Work request: Extract exactly and only the lines of the data below, starting at the line with "beam in the photo above." and stopping after the final line.
>>>
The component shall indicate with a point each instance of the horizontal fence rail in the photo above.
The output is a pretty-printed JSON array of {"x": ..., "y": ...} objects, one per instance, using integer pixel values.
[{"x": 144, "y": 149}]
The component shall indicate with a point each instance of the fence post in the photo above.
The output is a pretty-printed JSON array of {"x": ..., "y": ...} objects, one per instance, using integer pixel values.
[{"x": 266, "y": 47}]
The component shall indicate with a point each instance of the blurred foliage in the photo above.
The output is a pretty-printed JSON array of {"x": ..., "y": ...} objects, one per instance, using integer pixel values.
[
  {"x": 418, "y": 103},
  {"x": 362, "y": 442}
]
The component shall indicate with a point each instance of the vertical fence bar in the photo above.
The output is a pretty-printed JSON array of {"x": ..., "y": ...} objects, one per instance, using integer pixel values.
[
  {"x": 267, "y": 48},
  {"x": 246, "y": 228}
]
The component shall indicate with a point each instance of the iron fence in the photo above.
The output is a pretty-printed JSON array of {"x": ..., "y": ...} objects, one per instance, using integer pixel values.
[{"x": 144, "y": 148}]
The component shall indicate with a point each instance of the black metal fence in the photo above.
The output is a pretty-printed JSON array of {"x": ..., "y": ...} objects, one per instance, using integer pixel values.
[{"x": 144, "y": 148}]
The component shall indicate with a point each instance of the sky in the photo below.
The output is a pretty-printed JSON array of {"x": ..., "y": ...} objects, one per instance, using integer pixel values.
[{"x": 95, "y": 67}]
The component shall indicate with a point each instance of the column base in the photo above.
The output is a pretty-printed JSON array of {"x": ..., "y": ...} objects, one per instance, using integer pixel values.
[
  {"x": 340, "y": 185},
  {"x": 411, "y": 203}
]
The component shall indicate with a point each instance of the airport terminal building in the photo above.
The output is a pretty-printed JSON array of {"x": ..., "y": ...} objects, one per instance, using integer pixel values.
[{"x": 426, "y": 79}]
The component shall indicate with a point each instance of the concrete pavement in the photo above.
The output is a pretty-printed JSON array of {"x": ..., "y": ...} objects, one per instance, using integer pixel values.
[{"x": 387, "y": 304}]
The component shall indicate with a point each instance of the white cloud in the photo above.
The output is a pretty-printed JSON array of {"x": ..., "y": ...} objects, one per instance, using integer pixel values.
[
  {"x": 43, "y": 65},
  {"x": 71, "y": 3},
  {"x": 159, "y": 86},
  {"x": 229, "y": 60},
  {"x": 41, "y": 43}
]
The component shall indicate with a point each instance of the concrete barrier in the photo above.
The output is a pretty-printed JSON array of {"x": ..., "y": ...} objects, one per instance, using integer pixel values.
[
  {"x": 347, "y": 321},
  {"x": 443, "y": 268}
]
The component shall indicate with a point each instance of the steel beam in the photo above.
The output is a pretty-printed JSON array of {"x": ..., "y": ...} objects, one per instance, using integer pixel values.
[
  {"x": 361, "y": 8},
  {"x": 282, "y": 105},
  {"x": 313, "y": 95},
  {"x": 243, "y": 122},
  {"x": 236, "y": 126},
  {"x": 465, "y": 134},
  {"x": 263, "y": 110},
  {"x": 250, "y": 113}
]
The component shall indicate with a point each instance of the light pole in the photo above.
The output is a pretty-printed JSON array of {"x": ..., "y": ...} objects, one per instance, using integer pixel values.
<<<
Completed exercise:
The component shall indicate with a point each instance of the steel beam in the photo above.
The output is a pretty-printed JSON array of {"x": ..., "y": ...} objects, one per instance, using integer pixel values.
[
  {"x": 361, "y": 8},
  {"x": 282, "y": 105},
  {"x": 313, "y": 95},
  {"x": 243, "y": 122},
  {"x": 236, "y": 126},
  {"x": 465, "y": 134},
  {"x": 263, "y": 110},
  {"x": 250, "y": 113}
]
The component shall indicate with a point each instance of the light pole in the photo above.
The output is a pretty-printed JSON array of {"x": ..., "y": ...} objects, one per instance, using integer pixel values.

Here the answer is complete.